++++ Supplied data ++++
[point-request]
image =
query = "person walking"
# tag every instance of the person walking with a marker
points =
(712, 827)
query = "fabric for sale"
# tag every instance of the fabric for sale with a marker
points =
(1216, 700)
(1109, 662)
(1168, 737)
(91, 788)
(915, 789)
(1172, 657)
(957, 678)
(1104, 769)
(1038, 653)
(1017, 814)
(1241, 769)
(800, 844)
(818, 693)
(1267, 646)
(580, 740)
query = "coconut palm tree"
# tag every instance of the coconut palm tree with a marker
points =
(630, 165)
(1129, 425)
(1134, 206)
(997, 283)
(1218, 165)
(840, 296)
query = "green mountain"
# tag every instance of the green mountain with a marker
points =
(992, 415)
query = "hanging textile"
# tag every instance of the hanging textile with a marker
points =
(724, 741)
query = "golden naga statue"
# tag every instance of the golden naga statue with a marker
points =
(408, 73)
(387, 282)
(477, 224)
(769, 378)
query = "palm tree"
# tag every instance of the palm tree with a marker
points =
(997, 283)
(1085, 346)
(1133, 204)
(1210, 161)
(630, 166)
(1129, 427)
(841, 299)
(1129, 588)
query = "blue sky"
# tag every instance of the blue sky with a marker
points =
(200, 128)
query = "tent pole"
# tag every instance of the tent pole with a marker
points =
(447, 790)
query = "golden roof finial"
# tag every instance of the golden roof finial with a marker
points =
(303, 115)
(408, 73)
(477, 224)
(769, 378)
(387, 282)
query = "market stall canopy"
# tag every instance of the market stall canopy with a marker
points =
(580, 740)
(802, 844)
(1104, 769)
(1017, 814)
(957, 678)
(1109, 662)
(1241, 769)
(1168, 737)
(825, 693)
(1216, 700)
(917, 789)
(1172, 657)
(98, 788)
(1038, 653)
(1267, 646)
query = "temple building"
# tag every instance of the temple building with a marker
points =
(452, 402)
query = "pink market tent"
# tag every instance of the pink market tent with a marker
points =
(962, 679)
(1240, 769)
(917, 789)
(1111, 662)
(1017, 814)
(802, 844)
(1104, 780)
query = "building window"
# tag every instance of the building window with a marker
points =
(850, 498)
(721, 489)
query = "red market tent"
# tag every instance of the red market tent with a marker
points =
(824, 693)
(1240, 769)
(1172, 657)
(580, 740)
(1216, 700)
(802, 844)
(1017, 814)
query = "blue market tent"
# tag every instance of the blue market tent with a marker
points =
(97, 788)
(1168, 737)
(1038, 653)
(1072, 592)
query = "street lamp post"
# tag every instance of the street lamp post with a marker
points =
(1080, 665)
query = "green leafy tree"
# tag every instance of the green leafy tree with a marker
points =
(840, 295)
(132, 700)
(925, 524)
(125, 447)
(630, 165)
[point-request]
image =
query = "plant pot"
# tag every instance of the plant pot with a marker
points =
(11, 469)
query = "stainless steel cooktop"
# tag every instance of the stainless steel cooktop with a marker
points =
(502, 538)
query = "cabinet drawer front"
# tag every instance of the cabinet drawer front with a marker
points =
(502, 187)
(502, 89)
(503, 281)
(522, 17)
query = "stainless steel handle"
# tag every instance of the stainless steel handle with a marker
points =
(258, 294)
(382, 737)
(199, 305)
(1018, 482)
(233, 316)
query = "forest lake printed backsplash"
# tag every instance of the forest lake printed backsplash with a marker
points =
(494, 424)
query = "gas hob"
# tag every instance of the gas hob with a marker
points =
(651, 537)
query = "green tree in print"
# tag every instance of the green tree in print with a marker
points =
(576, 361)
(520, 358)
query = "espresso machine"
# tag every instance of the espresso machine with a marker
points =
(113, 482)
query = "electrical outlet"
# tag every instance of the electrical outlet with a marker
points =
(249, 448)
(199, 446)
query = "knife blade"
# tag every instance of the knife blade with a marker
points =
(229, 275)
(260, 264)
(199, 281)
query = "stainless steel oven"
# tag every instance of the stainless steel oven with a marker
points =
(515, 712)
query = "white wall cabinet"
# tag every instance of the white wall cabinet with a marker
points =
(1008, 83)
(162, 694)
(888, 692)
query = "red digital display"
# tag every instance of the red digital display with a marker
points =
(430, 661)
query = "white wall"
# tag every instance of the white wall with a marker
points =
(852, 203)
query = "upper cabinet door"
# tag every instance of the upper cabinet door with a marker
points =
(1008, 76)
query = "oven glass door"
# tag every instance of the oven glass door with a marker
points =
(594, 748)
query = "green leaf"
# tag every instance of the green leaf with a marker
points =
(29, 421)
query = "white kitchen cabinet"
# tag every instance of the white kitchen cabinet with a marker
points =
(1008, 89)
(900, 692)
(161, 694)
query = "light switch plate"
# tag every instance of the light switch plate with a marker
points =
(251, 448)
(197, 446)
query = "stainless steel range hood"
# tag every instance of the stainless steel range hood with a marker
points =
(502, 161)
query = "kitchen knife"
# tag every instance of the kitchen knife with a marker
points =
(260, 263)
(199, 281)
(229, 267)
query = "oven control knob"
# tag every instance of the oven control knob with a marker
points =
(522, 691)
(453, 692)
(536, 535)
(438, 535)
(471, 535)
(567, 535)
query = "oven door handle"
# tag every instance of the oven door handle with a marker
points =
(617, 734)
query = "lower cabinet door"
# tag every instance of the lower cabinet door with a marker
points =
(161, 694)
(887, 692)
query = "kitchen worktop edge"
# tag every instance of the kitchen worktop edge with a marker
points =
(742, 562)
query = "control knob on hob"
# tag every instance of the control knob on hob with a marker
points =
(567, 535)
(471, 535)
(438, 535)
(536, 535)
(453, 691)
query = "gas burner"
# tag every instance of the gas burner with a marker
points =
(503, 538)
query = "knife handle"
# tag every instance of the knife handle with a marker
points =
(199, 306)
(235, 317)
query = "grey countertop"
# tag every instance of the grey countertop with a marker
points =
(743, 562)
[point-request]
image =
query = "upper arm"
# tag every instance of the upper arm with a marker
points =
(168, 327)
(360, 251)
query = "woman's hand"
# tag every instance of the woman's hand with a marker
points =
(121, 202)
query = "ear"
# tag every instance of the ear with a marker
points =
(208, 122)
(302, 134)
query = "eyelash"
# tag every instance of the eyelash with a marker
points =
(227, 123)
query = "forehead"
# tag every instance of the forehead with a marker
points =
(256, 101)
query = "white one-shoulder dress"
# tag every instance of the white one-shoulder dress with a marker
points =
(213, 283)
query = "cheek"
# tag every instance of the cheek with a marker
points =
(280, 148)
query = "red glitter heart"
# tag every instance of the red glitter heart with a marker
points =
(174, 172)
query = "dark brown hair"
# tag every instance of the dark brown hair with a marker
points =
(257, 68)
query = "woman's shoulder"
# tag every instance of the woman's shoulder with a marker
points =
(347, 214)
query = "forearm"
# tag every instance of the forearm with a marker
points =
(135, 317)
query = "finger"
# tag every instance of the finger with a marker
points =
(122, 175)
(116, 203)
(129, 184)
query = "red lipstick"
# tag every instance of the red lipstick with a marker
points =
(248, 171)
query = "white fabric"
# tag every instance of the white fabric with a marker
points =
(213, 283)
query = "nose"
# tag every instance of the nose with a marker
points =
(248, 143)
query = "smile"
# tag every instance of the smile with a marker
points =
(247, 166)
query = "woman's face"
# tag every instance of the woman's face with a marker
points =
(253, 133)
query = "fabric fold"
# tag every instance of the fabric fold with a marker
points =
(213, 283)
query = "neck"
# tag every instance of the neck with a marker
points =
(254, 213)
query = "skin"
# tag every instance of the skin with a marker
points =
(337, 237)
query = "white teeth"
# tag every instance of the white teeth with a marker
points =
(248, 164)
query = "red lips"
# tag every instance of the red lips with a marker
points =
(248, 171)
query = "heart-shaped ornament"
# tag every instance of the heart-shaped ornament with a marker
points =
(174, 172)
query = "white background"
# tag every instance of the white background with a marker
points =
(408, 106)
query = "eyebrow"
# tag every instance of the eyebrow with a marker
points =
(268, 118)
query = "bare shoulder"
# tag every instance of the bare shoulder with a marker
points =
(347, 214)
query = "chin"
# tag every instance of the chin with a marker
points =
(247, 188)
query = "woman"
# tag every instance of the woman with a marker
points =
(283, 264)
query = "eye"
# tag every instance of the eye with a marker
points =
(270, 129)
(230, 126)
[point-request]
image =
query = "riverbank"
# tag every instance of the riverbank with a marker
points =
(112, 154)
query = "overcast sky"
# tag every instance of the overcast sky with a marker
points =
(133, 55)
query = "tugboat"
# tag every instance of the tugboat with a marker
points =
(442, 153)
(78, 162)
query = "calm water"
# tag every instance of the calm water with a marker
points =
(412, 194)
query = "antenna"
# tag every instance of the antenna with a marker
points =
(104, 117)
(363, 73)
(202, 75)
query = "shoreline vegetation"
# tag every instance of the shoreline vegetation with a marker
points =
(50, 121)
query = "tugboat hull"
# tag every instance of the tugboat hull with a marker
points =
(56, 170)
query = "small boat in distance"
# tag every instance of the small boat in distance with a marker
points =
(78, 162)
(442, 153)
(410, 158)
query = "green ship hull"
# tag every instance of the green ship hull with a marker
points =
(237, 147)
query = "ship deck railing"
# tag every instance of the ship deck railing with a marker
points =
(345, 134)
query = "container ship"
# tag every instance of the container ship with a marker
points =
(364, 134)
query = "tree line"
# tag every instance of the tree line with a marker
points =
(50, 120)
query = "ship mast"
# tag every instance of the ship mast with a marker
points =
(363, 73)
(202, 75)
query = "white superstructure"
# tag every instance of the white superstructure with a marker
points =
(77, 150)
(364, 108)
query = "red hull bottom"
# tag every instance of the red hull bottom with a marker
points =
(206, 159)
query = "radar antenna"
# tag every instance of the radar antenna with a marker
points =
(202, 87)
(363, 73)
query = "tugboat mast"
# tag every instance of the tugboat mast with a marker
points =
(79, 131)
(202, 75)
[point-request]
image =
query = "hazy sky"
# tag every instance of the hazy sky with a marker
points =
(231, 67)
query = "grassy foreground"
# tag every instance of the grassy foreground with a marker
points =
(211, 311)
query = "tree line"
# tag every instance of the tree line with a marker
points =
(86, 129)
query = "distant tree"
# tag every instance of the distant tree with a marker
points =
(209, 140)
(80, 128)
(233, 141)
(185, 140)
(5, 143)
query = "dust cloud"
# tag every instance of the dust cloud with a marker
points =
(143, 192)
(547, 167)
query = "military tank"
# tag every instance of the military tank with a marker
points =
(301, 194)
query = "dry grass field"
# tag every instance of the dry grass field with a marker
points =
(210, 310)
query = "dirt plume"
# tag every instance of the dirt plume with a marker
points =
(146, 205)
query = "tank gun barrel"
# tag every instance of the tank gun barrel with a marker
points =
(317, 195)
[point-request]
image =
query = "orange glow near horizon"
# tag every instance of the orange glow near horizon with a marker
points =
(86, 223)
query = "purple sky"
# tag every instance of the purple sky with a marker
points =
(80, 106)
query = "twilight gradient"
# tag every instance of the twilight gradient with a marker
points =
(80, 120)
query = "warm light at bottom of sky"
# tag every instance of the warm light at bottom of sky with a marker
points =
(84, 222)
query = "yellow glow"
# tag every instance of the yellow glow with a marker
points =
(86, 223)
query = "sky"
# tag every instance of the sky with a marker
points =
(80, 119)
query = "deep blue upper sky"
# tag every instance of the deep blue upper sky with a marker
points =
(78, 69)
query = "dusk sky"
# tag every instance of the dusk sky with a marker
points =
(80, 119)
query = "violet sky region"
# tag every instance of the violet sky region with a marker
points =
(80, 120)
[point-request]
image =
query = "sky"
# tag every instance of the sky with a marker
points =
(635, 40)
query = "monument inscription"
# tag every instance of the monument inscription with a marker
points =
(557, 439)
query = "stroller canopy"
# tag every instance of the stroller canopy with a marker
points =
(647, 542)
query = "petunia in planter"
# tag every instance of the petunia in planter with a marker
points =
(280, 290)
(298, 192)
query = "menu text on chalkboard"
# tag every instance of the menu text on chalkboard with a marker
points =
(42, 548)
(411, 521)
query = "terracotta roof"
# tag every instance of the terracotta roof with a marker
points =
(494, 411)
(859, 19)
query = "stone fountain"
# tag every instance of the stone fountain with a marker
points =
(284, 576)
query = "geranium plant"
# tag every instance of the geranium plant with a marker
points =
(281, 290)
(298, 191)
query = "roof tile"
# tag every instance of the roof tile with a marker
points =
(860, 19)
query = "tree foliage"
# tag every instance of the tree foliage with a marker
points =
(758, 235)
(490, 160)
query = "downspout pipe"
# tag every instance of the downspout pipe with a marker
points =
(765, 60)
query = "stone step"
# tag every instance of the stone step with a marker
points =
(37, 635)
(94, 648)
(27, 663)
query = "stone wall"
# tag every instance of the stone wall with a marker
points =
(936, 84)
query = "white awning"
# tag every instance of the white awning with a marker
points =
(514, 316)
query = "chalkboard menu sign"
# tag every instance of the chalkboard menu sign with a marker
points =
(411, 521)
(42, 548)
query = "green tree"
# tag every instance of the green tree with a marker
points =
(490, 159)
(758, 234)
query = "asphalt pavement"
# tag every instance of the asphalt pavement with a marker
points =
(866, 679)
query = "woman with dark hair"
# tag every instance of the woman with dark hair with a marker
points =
++++
● **Prompt**: All lines in the entries above that include "knob" should be found and copied.

● **Output of the exercise**:
query = "oven control knob"
# tag every instance of the oven control knob with a marker
query = "control knob on hob"
# tag every instance of the control knob on hob with a marker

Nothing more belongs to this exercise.